#### Tarefa 1:
Indique se cada afirmação concorda com a crítica sobre Coringa: Delírio a Dois, respondendo sim ou não e citando literalmente as palavras do texto que decidem a questão. (a) O filme é um musical. (b) O autor considera Todd Phillips um excelente diretor de musical. (c) A sequência inicial de animação se chama "Minha Sombra e Eu".
#### Tarefa 2:
Na crítica sobre Coringa: Delírio a Dois, resuma em forma de lista o parágrafo que começa com "A escolha das músicas", mantendo suas informações principais.
#### Tarefa 3:
Reproduza sem alterações o trecho da crítica sobre Coringa: Delírio a Dois que começa nas palavras "Essa busca por" e termina depois de "se torna cansativo.".

#### Trecho dado:
▬▬▬▬▬▬

Para se provar como artista e se distanciar daqueles que amam Coringa pelos motivos errados, Todd Phillips propõe aqui uma desconstrução do primeiro filme e do seu protagonista. A primeira estratégia, que chamou a atenção desde o anúncio do projeto, foi optar por uma narrativa musical. Sim, Coringa Delírio a Dois é um musical porque a música exerce um papel ativo na história e serve para desenvolver a história com uma função maior.

A escolha das músicas, indo de canções clássicas até produções originais, merece elogios. As músicas isoladamente soam bem ao ouvido, mostram que em meio aquela insanidade existe um romance real e pontuam com precisão a época da narrativa, com canções como Close to You e If My Friends Could See. No entanto, para dirigir um musical, não basta escolher músicas atraentes e construir cenas belas aos olhos. O mais importante é a forma com que os números musicais contam a história e desenvolvem a proposta.

Portanto, vale dizer que Todd Phillips é medíocre como diretor de musical, a principal proposta do filme. Ressalto a positiva coragem do diretor em evitar os caminhos mais óbvios, recusando-se a ser uma zona de conforto para os fãs do primeiro filme. Todd Phillips, que já teve dificuldades em sequências, como em Se Beber, Não Case 2 e 3, tenta aqui algo diferente. Mas boas ideias são apenas o início da construção de uma obra.

Essa busca por novas camadas no protagonista através de seu senso musical — como paixão e arrependimento — não se desenvolve como poderia. O filme repete muitas de suas próprias ideias sem criar uma progressão dramática convincente. O lúdico representado na sequência inicial de animação, “Minha Sombra e Eu”, acaba sendo reiterado ao longo do primeiro e segundo ato sem aprofundamento, e o que começa promissor logo se torna cansativo.

▬▬▬▬▬▬

#### Entradas fornecidas:
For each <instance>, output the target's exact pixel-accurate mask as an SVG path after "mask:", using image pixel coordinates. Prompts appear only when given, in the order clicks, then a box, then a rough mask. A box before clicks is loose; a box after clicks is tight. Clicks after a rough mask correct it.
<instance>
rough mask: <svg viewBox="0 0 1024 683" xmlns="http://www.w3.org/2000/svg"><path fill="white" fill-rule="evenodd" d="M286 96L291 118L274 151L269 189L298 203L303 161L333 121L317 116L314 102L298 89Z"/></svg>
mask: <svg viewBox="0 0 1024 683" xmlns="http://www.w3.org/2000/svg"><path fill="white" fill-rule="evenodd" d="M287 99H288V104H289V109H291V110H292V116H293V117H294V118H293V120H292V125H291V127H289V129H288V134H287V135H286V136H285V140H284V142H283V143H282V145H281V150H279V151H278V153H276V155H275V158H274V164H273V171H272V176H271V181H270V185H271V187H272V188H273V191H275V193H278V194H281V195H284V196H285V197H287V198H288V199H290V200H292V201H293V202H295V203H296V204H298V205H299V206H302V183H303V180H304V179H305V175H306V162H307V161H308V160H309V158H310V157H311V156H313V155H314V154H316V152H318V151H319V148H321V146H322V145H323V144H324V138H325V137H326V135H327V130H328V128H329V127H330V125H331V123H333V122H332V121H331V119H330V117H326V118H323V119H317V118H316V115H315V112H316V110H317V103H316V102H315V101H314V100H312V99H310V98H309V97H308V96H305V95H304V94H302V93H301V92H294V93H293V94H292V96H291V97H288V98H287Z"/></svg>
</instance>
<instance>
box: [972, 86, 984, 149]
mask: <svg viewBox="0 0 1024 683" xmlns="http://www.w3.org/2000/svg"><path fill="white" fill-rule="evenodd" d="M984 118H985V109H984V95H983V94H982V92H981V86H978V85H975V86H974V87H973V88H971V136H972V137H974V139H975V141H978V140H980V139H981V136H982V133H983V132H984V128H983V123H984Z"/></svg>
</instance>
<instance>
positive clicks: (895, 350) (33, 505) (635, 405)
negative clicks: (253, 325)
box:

▬▬▬▬▬▬

#### Resposta escrita 1:
(a) Sim: "Sim, Coringa Delírio a Dois é um musical porque a música exerce um papel ativo na história"
(b) Não: "Todd Phillips é medíocre como diretor de musical"
(c) Sim: "O lúdico representado na sequência inicial de animação, “Minha Sombra e Eu”"

#### Resposta escrita 2:
- A seleção musical, que vai de canções clássicas a produções originais, merece elogios.
- As músicas soam bem, revelam um romance real em meio à insanidade e marcam a época da narrativa, como Close to You e If My Friends Could See.
- Para dirigir um musical, porém, não bastam músicas atraentes e cenas bonitas.
- O essencial é como os números musicais contam a história e desenvolvem a proposta.

#### Resposta escrita 3:
Essa busca por novas camadas no protagonista através de seu senso musical — como paixão e arrependimento — não se desenvolve como poderia. O filme repete muitas de suas próprias ideias sem criar uma progressão dramática convincente. O lúdico representado na sequência inicial de animação, “Minha Sombra e Eu”, acaba sendo reiterado ao longo do primeiro e segundo ato sem aprofundamento, e o que começa promissor logo se torna cansativo.